課題の指示: この映画紹介によると、モルテン家の父親の信仰心が突然その方向感覚を失ったのはなぜか。本文に即して説明しなさい。

文書の一節:
荒涼とした田舎の町、深い信仰心を持って3人の息子を育ててきたモルテン家の父親が混乱している。一番賢かった次男は自分をキリストと信じて狂い、三男はモルテン家と宗教で対立する仕立屋の娘と結婚しようとする。こんな家族の混乱の中でもまるで母親のように家を支えた嫁インガーまで子どもを生む途中で死んでしまい、父親の信仰心は突然その方向感覚を失ってしまう。カイ・ムンクの「言葉」を原作とするこの映画は、「裁かるるジャンヌ」などで知られたデンマーク出身のカール・テオドール・ドライヤー監督の最高作と評されている。第3回ソウル忠武路(チュンムロ)国際映画祭で上映された。

3.「グリード」(GREED)

提供された記録:
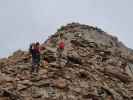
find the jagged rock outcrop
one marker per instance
(94, 66)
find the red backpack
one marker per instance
(61, 45)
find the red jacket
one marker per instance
(61, 45)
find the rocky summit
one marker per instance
(94, 66)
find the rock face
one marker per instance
(94, 66)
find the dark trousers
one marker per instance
(35, 65)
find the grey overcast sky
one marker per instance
(25, 21)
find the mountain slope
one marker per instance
(94, 66)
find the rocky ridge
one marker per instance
(94, 66)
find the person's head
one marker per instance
(37, 44)
(33, 45)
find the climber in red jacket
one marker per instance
(35, 52)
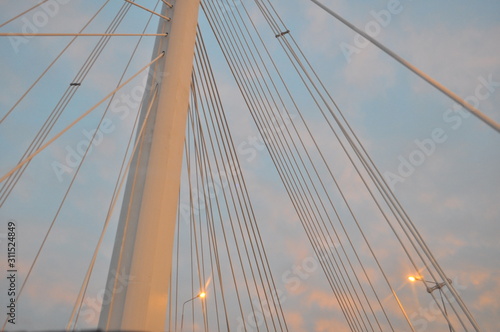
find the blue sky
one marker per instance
(452, 196)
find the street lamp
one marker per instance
(436, 285)
(201, 295)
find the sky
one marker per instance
(452, 195)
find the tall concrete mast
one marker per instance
(137, 289)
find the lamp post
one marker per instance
(436, 285)
(201, 296)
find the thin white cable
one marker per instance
(490, 122)
(77, 120)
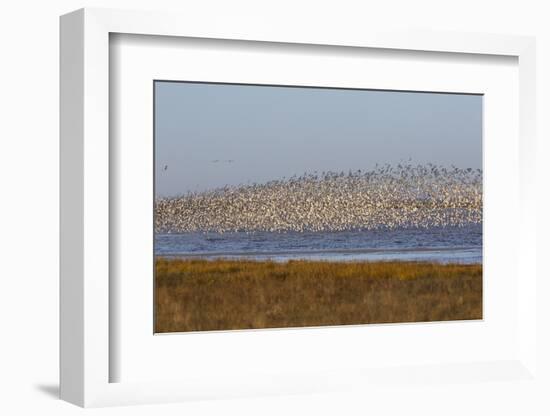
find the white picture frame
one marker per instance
(86, 355)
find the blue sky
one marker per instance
(210, 135)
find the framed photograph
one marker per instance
(261, 212)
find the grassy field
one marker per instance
(202, 295)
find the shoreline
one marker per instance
(209, 295)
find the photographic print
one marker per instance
(290, 206)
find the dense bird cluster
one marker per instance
(385, 197)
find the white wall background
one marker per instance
(29, 185)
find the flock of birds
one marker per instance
(405, 195)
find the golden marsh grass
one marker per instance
(205, 295)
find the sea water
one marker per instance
(449, 244)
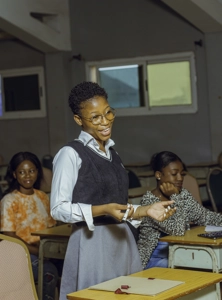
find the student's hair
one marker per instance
(83, 92)
(163, 159)
(15, 161)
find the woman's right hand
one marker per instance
(168, 189)
(117, 210)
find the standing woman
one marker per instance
(90, 190)
(25, 209)
(169, 172)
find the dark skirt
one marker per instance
(96, 256)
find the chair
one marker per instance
(214, 188)
(15, 270)
(133, 179)
(190, 183)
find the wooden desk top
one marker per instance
(191, 238)
(201, 182)
(60, 231)
(193, 281)
(148, 173)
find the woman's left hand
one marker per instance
(160, 211)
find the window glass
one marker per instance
(151, 85)
(169, 84)
(21, 93)
(123, 84)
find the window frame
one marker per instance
(25, 114)
(92, 75)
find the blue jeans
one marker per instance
(50, 277)
(159, 257)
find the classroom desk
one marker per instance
(138, 166)
(53, 244)
(198, 285)
(191, 251)
(209, 164)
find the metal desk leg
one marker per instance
(209, 250)
(40, 269)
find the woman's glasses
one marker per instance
(97, 119)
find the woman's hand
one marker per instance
(168, 189)
(159, 211)
(117, 211)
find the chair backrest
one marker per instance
(190, 183)
(16, 276)
(214, 187)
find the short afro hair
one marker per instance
(83, 92)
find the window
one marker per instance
(164, 84)
(22, 93)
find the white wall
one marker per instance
(116, 29)
(129, 28)
(22, 134)
(214, 72)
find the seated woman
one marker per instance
(25, 209)
(169, 172)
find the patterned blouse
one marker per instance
(188, 210)
(24, 214)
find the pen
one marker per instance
(127, 212)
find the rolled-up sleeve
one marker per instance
(66, 165)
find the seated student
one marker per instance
(169, 173)
(25, 209)
(46, 182)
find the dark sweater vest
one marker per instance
(100, 180)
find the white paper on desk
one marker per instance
(210, 228)
(138, 285)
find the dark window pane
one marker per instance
(124, 85)
(21, 93)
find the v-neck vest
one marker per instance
(100, 180)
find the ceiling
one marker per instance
(204, 14)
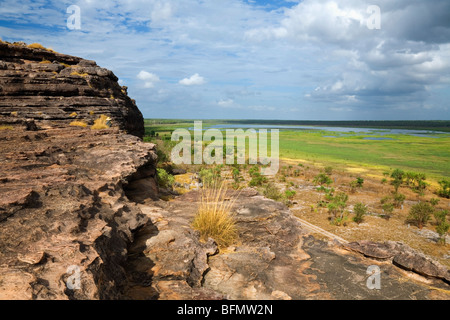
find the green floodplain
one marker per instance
(384, 147)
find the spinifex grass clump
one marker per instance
(214, 218)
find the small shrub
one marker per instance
(444, 190)
(420, 213)
(290, 194)
(165, 180)
(337, 207)
(397, 177)
(388, 208)
(359, 182)
(272, 192)
(434, 202)
(257, 178)
(78, 124)
(360, 211)
(322, 179)
(442, 226)
(100, 123)
(398, 200)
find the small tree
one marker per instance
(397, 177)
(444, 190)
(337, 207)
(442, 226)
(359, 182)
(420, 213)
(398, 200)
(360, 210)
(328, 171)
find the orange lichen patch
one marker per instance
(78, 124)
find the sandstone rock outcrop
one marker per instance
(402, 256)
(40, 84)
(63, 205)
(274, 258)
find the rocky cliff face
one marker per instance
(39, 84)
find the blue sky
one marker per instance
(257, 59)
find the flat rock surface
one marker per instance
(276, 259)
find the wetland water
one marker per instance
(343, 130)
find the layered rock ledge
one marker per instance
(40, 84)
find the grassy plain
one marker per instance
(351, 151)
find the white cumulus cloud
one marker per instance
(196, 79)
(149, 79)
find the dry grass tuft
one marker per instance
(78, 124)
(100, 123)
(214, 218)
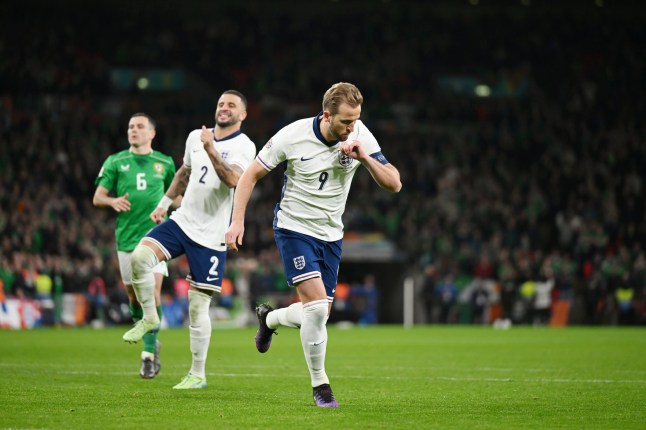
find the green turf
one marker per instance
(384, 377)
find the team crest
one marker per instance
(344, 160)
(299, 262)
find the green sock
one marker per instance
(136, 312)
(150, 338)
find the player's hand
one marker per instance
(121, 204)
(353, 149)
(234, 234)
(158, 215)
(207, 138)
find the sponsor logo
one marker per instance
(299, 262)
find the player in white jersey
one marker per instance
(214, 160)
(322, 155)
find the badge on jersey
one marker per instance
(345, 161)
(299, 262)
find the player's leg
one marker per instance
(310, 265)
(152, 346)
(159, 245)
(207, 270)
(291, 316)
(147, 369)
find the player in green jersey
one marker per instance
(132, 182)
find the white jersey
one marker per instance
(205, 212)
(317, 176)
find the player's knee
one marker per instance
(143, 260)
(316, 310)
(198, 303)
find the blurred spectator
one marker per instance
(549, 167)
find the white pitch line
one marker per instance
(431, 378)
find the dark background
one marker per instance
(544, 178)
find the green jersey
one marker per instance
(145, 178)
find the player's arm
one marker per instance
(229, 174)
(246, 184)
(386, 175)
(102, 199)
(173, 194)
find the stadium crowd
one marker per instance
(541, 182)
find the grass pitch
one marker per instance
(384, 377)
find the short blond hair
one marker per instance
(341, 92)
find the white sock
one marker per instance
(199, 330)
(291, 316)
(143, 280)
(314, 340)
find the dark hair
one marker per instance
(145, 115)
(239, 94)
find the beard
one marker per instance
(228, 123)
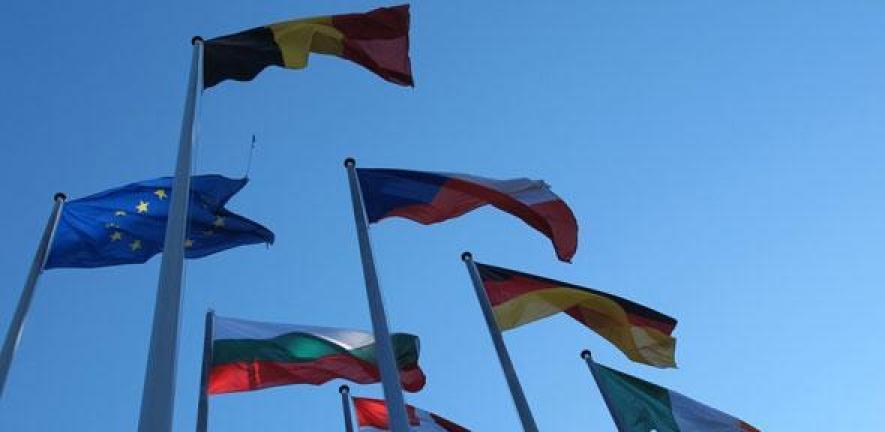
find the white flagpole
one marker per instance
(393, 393)
(13, 334)
(522, 405)
(345, 406)
(203, 400)
(158, 395)
(589, 359)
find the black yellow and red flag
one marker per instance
(641, 333)
(378, 40)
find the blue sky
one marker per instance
(725, 162)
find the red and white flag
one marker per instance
(371, 414)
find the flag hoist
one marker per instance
(158, 394)
(522, 405)
(13, 334)
(393, 393)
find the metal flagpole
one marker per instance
(158, 395)
(589, 359)
(522, 406)
(203, 404)
(345, 406)
(13, 334)
(393, 393)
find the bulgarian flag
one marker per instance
(371, 415)
(251, 355)
(640, 406)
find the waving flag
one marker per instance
(251, 355)
(429, 198)
(127, 225)
(378, 40)
(371, 415)
(641, 333)
(640, 406)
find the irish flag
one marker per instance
(371, 415)
(251, 355)
(640, 406)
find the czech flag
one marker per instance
(428, 198)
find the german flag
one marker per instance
(378, 40)
(641, 333)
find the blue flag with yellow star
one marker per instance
(127, 225)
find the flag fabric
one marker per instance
(251, 355)
(371, 415)
(378, 40)
(127, 225)
(641, 333)
(640, 406)
(428, 198)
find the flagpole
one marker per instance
(390, 380)
(13, 333)
(158, 395)
(522, 406)
(588, 357)
(345, 406)
(203, 400)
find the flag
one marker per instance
(251, 355)
(641, 333)
(127, 225)
(640, 406)
(428, 198)
(371, 415)
(378, 40)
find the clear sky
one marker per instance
(724, 160)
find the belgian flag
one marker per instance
(378, 40)
(641, 333)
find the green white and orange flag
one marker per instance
(641, 333)
(252, 355)
(640, 406)
(378, 40)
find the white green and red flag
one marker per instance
(252, 355)
(371, 415)
(640, 406)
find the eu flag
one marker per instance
(127, 225)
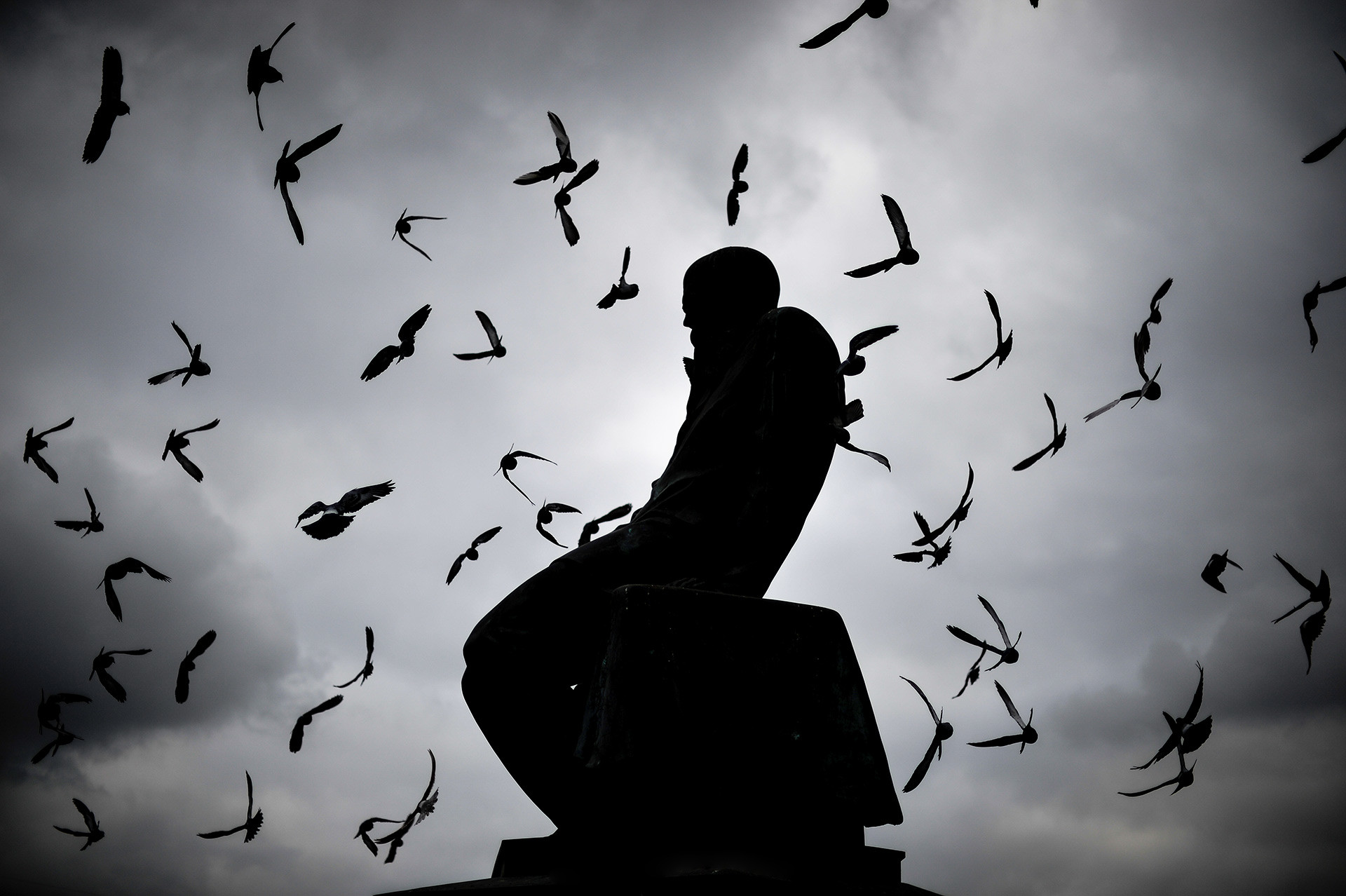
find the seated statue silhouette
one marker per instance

解答: 次男は自分をキリストと信じて狂い、三男は宗教で対立する仕立屋の娘と結婚しようとして、家族が混乱していた。その中でも母親のように家を支えてきた嫁インガーまでが、子どもを生む途中で死んでしまったからである。